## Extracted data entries
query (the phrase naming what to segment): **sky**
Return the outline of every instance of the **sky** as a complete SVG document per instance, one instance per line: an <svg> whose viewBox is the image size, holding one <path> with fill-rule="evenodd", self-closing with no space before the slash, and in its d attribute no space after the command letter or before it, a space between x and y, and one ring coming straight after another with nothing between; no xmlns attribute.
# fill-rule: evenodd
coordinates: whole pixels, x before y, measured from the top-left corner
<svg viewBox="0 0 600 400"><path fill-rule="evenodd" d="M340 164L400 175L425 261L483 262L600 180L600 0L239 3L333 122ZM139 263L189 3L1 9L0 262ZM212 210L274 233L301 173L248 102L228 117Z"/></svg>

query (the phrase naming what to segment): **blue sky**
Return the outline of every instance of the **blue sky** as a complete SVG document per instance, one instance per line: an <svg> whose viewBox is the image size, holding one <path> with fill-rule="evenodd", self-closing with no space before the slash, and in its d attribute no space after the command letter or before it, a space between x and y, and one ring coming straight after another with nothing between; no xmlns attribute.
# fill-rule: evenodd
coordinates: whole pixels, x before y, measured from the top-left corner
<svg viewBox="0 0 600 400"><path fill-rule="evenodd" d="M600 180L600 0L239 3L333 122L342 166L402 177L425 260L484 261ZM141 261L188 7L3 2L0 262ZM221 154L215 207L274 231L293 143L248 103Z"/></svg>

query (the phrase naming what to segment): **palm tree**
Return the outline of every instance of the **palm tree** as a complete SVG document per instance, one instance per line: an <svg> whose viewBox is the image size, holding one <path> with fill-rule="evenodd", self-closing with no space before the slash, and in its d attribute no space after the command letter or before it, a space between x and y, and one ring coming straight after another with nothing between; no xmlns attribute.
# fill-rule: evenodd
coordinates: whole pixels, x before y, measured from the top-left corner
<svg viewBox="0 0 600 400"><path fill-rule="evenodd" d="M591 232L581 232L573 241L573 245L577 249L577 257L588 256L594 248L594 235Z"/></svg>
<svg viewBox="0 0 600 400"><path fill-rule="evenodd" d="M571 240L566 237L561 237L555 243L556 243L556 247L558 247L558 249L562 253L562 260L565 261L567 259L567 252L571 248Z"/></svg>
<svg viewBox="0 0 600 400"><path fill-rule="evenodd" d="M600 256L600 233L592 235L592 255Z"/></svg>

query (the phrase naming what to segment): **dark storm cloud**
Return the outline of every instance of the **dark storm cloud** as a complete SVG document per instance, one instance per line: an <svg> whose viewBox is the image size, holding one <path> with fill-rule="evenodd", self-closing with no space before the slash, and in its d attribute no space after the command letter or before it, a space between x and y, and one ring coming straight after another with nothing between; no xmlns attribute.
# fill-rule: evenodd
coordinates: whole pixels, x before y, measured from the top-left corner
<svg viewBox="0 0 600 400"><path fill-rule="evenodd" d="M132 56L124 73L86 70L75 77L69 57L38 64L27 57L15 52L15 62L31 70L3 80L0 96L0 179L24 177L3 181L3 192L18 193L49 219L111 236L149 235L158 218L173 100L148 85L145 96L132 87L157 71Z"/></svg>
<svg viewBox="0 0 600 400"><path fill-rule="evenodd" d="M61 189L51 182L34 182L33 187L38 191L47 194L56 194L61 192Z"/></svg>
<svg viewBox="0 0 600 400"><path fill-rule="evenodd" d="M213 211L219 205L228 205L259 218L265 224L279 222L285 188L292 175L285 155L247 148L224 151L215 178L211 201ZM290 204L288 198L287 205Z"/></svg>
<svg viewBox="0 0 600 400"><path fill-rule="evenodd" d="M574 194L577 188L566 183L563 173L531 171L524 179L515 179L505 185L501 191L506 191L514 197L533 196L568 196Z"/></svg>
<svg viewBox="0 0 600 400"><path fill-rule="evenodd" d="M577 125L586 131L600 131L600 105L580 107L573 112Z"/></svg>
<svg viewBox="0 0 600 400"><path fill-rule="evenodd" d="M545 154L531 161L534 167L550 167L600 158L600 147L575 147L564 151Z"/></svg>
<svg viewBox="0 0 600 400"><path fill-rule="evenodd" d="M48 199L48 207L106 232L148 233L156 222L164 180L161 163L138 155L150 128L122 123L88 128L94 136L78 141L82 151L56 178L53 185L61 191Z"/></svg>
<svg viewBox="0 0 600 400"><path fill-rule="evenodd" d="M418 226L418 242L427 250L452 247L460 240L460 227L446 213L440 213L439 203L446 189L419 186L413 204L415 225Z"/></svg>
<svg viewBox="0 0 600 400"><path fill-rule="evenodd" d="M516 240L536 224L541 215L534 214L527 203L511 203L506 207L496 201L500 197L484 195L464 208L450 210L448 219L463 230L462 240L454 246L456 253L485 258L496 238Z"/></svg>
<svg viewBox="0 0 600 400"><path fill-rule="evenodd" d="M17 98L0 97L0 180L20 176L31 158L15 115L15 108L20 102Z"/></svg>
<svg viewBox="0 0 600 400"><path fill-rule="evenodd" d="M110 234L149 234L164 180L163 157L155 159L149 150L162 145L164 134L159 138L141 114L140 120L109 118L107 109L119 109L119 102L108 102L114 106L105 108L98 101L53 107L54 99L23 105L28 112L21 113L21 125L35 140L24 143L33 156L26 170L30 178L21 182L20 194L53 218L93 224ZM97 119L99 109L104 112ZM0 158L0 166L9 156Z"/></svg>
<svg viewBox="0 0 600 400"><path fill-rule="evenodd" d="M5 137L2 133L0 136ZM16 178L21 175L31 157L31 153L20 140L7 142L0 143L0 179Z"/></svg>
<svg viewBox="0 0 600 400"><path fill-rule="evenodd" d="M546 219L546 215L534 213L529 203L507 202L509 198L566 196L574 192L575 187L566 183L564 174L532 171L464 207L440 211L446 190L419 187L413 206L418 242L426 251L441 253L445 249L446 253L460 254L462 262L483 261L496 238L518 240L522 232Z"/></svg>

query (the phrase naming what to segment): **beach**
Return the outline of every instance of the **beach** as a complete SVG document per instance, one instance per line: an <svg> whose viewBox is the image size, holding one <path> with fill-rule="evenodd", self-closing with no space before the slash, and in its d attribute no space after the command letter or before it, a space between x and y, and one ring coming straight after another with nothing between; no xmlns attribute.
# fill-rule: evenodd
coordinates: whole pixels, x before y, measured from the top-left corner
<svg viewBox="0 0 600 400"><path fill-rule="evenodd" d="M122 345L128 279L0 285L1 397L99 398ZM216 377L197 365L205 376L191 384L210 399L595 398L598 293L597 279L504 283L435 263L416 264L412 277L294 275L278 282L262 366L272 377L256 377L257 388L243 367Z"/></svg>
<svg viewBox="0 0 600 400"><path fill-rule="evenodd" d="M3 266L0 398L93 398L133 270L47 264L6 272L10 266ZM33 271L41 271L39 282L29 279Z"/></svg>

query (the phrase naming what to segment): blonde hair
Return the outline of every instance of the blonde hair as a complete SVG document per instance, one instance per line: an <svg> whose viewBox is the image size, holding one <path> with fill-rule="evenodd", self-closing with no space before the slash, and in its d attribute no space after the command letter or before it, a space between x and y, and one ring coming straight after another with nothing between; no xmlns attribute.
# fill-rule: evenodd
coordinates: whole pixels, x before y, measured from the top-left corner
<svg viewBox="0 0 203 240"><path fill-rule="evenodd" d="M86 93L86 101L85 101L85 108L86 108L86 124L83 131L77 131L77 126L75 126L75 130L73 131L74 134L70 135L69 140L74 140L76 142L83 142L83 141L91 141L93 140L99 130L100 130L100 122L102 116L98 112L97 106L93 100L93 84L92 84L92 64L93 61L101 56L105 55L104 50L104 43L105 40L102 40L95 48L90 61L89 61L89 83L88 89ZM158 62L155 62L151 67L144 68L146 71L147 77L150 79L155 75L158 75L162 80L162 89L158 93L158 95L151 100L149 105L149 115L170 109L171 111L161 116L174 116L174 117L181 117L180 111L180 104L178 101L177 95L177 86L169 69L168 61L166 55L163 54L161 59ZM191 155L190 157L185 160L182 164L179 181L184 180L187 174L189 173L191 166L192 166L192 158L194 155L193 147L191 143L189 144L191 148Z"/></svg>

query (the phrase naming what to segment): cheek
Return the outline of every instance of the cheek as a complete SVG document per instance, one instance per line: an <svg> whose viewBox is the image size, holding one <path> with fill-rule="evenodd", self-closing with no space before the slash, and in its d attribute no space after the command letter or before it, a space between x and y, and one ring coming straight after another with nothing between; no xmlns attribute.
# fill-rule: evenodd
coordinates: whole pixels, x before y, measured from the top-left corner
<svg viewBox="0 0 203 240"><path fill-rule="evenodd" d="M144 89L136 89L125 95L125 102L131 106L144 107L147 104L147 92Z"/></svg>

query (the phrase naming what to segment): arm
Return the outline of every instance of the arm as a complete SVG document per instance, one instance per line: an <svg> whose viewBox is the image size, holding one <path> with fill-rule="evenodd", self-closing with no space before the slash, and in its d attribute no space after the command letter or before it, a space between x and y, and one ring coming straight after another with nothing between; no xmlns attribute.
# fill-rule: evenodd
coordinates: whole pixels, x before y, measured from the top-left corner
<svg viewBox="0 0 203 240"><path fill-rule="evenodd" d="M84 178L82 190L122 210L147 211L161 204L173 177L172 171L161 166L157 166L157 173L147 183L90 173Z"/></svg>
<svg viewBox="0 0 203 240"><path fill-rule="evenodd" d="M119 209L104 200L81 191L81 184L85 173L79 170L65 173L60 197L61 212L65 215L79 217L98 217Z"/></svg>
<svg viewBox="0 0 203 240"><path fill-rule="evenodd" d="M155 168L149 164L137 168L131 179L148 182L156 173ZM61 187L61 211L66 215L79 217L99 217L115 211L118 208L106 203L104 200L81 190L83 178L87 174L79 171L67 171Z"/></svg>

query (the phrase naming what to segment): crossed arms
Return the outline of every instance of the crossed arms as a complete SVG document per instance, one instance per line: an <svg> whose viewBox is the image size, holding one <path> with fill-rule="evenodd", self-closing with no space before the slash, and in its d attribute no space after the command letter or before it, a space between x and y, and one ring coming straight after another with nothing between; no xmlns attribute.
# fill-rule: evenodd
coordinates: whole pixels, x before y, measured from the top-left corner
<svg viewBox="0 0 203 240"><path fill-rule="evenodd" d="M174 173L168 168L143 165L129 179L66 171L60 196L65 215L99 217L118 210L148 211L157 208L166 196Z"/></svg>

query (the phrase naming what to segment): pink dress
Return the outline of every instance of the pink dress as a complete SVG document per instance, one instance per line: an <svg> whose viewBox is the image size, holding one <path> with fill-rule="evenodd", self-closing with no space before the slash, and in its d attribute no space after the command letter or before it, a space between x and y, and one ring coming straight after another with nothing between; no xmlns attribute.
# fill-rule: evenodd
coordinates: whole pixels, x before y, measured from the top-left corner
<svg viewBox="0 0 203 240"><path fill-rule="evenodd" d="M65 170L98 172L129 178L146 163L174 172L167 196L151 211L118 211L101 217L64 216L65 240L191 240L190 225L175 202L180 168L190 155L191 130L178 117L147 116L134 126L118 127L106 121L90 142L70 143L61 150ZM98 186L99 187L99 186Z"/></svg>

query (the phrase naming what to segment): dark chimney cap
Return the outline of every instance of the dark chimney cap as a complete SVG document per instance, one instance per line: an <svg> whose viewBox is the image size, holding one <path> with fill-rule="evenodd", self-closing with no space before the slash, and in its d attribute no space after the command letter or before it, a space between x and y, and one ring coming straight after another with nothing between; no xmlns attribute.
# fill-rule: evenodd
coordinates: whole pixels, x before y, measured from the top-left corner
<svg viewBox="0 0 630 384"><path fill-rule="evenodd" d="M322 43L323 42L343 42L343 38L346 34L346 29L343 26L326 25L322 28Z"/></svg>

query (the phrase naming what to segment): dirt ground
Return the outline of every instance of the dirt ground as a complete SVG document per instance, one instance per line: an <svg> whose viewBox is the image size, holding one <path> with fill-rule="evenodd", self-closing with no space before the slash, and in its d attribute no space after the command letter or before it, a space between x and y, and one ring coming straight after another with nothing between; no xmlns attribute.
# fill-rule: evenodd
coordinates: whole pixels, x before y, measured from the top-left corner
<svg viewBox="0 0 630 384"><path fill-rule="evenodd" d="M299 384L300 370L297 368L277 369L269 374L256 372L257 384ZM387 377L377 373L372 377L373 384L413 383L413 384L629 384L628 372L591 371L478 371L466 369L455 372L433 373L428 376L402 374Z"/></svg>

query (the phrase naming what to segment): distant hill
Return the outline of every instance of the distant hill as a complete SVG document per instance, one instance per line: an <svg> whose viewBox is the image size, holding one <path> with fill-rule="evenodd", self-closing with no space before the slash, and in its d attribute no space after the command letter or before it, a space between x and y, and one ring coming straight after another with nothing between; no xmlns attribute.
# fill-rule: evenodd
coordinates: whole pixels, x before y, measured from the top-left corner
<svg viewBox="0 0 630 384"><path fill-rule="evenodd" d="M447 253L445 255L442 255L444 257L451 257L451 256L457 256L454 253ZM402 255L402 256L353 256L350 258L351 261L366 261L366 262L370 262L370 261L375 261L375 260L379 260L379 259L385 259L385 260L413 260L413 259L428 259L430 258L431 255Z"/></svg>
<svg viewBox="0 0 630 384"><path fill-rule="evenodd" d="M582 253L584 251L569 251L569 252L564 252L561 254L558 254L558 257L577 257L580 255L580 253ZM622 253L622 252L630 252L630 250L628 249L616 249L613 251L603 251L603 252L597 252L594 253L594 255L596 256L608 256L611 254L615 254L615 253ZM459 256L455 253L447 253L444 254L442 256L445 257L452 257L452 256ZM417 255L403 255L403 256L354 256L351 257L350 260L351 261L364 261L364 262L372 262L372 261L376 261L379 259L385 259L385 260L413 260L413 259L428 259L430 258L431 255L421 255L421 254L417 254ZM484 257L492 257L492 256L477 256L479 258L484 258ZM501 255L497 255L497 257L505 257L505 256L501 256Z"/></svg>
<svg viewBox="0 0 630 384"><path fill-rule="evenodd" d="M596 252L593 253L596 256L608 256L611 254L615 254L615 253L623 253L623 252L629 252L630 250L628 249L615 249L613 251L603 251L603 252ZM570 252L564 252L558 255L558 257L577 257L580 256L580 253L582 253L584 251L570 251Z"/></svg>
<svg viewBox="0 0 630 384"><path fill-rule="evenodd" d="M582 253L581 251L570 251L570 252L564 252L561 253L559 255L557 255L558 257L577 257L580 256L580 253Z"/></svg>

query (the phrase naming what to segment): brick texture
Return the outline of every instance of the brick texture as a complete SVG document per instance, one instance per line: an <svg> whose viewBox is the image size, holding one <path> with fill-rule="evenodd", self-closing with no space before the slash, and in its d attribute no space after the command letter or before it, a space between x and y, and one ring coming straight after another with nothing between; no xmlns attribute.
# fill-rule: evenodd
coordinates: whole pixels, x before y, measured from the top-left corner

## ASSIGNED TASK
Exactly how many lines in the records contain the string "brick"? Give that number alone.

## RESPONSE BOX
2